▸ EXERCISE DESCRIPTION
Reproduce all entries precisely, down to the last character.

▸ DATASET ENTRIES
—————
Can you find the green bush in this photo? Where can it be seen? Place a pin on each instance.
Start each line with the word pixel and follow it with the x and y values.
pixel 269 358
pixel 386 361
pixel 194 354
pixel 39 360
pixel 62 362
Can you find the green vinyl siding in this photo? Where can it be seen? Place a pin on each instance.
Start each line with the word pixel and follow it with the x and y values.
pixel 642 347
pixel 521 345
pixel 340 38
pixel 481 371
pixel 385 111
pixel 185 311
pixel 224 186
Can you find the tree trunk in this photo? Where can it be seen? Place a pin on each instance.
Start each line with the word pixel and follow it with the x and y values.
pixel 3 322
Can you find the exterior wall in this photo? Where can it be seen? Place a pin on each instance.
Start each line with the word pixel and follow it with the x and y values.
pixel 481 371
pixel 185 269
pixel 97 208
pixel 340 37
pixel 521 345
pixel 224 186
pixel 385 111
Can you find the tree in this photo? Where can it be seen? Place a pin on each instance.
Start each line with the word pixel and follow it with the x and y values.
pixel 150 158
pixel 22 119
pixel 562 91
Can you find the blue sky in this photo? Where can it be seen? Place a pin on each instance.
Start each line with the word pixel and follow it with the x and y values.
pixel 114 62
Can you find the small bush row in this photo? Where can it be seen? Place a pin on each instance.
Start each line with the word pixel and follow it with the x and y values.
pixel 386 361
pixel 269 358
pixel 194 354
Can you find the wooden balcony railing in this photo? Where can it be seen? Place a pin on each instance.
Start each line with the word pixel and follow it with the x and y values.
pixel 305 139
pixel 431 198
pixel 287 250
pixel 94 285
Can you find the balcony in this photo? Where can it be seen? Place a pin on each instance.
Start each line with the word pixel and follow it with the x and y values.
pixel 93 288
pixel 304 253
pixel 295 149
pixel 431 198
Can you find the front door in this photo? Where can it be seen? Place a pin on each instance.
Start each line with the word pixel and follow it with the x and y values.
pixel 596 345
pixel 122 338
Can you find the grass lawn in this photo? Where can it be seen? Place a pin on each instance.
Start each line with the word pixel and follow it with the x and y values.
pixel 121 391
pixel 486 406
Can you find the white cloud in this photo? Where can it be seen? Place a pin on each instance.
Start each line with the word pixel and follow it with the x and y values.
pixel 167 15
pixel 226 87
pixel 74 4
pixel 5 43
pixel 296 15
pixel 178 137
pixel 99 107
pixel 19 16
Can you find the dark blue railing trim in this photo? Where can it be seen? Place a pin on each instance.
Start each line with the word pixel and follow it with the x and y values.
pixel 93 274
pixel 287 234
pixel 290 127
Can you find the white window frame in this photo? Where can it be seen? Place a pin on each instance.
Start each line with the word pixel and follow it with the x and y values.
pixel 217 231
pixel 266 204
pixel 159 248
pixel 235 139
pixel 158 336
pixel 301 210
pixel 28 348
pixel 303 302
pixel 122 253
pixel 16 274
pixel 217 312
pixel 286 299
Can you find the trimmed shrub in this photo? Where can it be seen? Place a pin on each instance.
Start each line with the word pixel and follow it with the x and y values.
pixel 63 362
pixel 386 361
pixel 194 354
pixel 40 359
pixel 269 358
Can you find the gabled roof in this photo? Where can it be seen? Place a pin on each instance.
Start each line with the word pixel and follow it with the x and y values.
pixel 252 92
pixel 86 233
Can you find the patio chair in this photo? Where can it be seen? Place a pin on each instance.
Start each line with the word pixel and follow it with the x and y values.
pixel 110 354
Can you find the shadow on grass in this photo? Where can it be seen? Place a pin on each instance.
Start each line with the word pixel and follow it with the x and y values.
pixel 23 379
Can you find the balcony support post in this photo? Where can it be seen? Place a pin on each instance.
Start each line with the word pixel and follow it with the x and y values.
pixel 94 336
—————
▸ COMPLETED EXERCISE
Can you find the green bush in this photo? Where can it be seen? Place a pin on each instance.
Start each line with the word pixel and follow it with the x and y values.
pixel 269 358
pixel 386 361
pixel 194 354
pixel 39 360
pixel 62 362
Can you find the green vinyl siding in this photo? Where can it be seen? Place a pin on each instance.
Start each line with the word pixel and follow it with the x and y values.
pixel 642 347
pixel 521 345
pixel 340 38
pixel 481 371
pixel 385 111
pixel 185 311
pixel 224 186
Can you find the tree trunk in this photo? Where can it be seen? Place a pin on each instance.
Start each line with the word pixel and follow it with the x and y values.
pixel 3 322
Can you find the exterior wall in this photo? Where can it be seen? Place a pin on each instance.
Start each line with the word pixel and follow it with the x and y values.
pixel 481 371
pixel 185 269
pixel 97 208
pixel 340 37
pixel 521 345
pixel 224 186
pixel 385 111
Can you find the tree in this photo? Where can it be seen? Place a pin on each instance.
Start each line with the word pixel and follow it with the x and y values.
pixel 150 158
pixel 22 119
pixel 562 91
Can you find the blue sky in this photo? Where can it be seen? Place a pin on each instance.
Start each line with the word pixel and follow it with the x and y values.
pixel 114 62
Can you find the small bush row in this photo? Where can it be seen? Place a pin on each instance.
Start each line with the word pixel and follow it with the x and y values.
pixel 386 361
pixel 269 358
pixel 194 354
Can you find the wooden balcony railing in this photo? Where can it be seen? Place a pin on each instance.
Start each line with the word pixel and follow it with the x and y values.
pixel 305 139
pixel 431 198
pixel 287 250
pixel 94 285
Can you find the balcony in this photo? Where can it be seen? Place a pin on each instance.
Start each line with the word pixel and follow it with the x and y values.
pixel 93 288
pixel 304 253
pixel 295 149
pixel 431 198
Can you find the front door in this photo? Where can it be seen? Place a pin on each instance.
Start each line with the word pixel and follow it with the x and y values.
pixel 596 345
pixel 122 338
Can you find the grass lawn in this photo? Where can it be seen? Place a pin on each instance.
Start each line with the word pixel and follow it with the x and y values.
pixel 121 391
pixel 486 406
Can you find the white cloud in this photo? Where can it be seen? Place a pin on each instance.
Start each line with the word pixel and follow it with the x and y values.
pixel 167 15
pixel 226 87
pixel 74 4
pixel 5 43
pixel 296 15
pixel 178 137
pixel 99 107
pixel 19 16
Can you find the dark blue railing trim in this photo? Where can it be seen? Place a pin on each instance.
Start each line with the word pixel and follow it with the x and y values.
pixel 93 274
pixel 287 234
pixel 290 127
Can you find the white window frame in this photo? Where can it be seen? Place a pin on each instance.
Start each line with the word pixel and follow it with the x and y values.
pixel 217 231
pixel 266 204
pixel 159 248
pixel 235 139
pixel 158 336
pixel 301 210
pixel 28 348
pixel 303 302
pixel 122 253
pixel 16 274
pixel 217 312
pixel 286 299
Can you find the trimmed shrub in this photo? Where can it be seen? Place a pin on each instance.
Start each line with the word pixel and follow it with the x and y values.
pixel 63 362
pixel 386 361
pixel 194 354
pixel 40 359
pixel 269 358
Can you find the gabled roof in this photo? Where can it be seen? Place a pin on each instance.
Start each line with the word pixel and follow it with the x and y values.
pixel 252 92
pixel 86 233
Can you find the patio chair in this photo? Where can it be seen? Place a pin on each instance.
Start each line with the word pixel and follow it with the x and y values.
pixel 110 354
Can you find the shadow on grass in this photo? Where can it be seen? Place a pin on each instance.
Start each line with the word pixel and follow it with the x and y values.
pixel 23 379
Can you find the balcony support post in this photo? Where can it be seen? Place a pin on each instance.
Start each line with the word pixel and follow it with the x and y values.
pixel 94 336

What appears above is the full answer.